Leave out the pictures and restate the rest of the data exactly.

# START OF Exercise inputs

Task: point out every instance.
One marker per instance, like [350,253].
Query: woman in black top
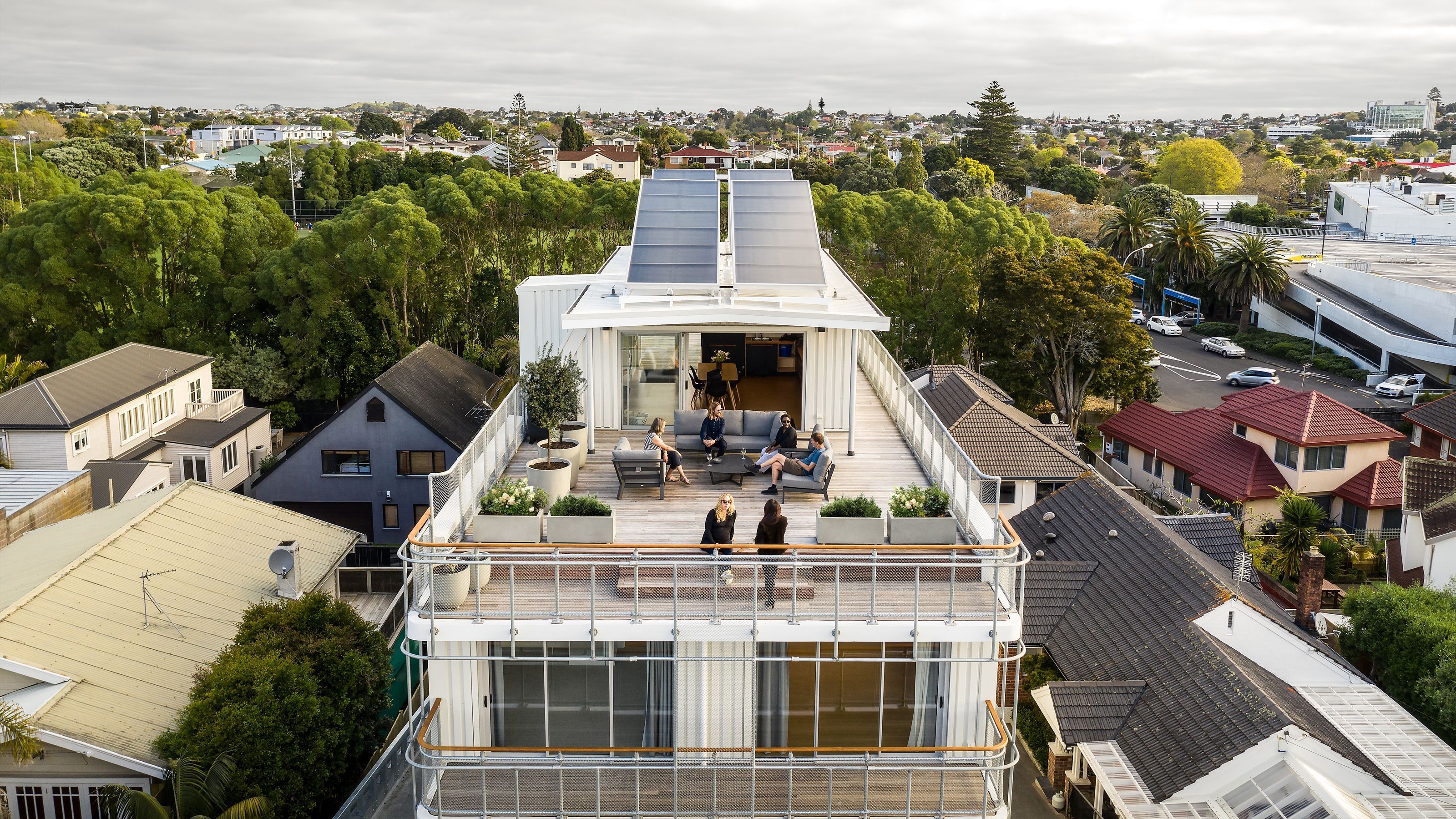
[771,531]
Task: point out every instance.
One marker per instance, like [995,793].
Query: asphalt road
[1193,378]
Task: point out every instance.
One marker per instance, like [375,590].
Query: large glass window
[650,372]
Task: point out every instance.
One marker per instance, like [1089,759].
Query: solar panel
[683,174]
[772,231]
[675,239]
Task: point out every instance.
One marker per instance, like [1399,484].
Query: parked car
[1222,346]
[1164,325]
[1400,387]
[1253,376]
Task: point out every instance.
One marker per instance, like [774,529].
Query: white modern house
[632,677]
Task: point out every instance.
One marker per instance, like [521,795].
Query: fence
[940,457]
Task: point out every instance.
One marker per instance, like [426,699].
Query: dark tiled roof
[1094,712]
[1133,620]
[194,432]
[76,394]
[1215,536]
[1378,486]
[1431,489]
[1438,416]
[442,389]
[1308,419]
[1202,442]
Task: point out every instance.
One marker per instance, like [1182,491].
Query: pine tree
[992,139]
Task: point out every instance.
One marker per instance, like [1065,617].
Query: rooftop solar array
[676,235]
[772,231]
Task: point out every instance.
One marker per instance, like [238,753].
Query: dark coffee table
[732,468]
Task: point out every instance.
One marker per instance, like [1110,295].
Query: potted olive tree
[921,515]
[851,521]
[581,519]
[554,384]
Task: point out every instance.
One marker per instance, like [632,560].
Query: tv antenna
[147,598]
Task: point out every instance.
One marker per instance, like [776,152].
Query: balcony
[222,404]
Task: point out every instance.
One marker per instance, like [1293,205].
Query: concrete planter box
[932,531]
[571,530]
[566,450]
[849,530]
[555,483]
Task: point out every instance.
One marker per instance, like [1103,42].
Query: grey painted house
[366,468]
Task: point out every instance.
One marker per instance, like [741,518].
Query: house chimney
[1311,588]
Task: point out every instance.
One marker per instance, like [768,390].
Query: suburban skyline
[1149,60]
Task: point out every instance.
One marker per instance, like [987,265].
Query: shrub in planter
[580,519]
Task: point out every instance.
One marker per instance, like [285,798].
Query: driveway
[1193,378]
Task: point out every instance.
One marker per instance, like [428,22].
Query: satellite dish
[282,561]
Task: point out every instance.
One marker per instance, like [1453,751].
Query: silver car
[1253,376]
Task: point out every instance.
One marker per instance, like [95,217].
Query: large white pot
[571,530]
[849,530]
[555,483]
[932,531]
[571,451]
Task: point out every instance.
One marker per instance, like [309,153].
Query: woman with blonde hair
[718,530]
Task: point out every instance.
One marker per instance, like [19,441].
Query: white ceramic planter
[849,530]
[555,483]
[932,531]
[571,530]
[573,452]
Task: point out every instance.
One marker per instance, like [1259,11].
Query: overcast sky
[1130,57]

# END OF Exercise inputs

▶ _Response_:
Task: point out every instance.
One marker per instance, like [350,253].
Query: woman in black top
[771,531]
Task: point out every instance.
One marker per instance, like [995,793].
Query: asphalt road
[1193,378]
Task: point out every instance.
One marker per instance, like [375,590].
Query: large glass window
[650,372]
Task: point out every instance.
One marker per instance, like [1089,759].
Query: solar panel
[683,174]
[772,231]
[675,239]
Task: point out every instance.
One marker per instance, like [1399,484].
Query: parked car
[1222,346]
[1164,325]
[1400,387]
[1253,376]
Task: point out every instance.
One marker per instance, like [774,529].
Query: white modern house
[632,677]
Task: point out every instance.
One marker per instance, like [521,795].
Query: fence
[940,457]
Task: point out every instance.
One marker per instance, like [426,699].
Query: dark tiled roof
[1094,712]
[1133,620]
[194,432]
[76,394]
[1215,536]
[1378,486]
[1431,489]
[1438,416]
[442,389]
[1308,419]
[1202,442]
Task: point out every instance.
One marker per instance, like [1182,491].
Query: pine tree
[992,139]
Task: point out every instance.
One marker per instance, like [1065,617].
Query: rooftop solar array
[676,235]
[772,231]
Task: point out every instance.
One marker per instance, like [238,753].
Query: dark coffee table
[732,468]
Task: point out every instance.
One marker per instance, like [1110,295].
Query: potted olive tree
[921,515]
[851,521]
[581,519]
[554,384]
Task: point out every instance.
One marker per instance, like [632,560].
Query: tv antenna
[147,598]
Task: point out every instance.
One marker per instance, like [776,152].
Query: balcony
[222,404]
Task: point out every instance.
One marker per instance, like [1293,205].
Query: concrete planter box
[932,531]
[571,530]
[566,450]
[849,530]
[555,483]
Task: point out every instance.
One marker per instance, like [1103,42].
Query: grey painted house
[366,468]
Task: point out every instance.
One marker per instance, like [741,518].
Query: house chimney
[1311,588]
Task: point out every instance.
One marker per instance, like [768,390].
Query: suburban skyline
[1149,60]
Task: point out every instance.
One marker per instance, like [987,265].
Query: shrub in planter
[580,519]
Task: point out every instance.
One marker per instance, like [285,798].
Query: driveway
[1193,378]
Task: point out every instance.
One marker per instance, like [428,22].
Query: satellite dish
[282,561]
Task: point out every instance.
One marker per instance, like [1453,751].
Query: silver car
[1253,376]
Task: point out every instance.
One marker per instance, like [95,217].
Query: large white pot
[571,530]
[849,530]
[555,483]
[932,531]
[571,451]
Task: point out every instance.
One marker per instance, like [309,153].
Query: woman with blonde hair
[718,530]
Task: point out every instance.
One marker per instance, like [19,441].
Query: white ceramic planter
[849,530]
[555,483]
[932,531]
[571,530]
[573,452]
Task: point out every instance.
One marker per instance, like [1259,11].
Query: overcast sky
[1130,57]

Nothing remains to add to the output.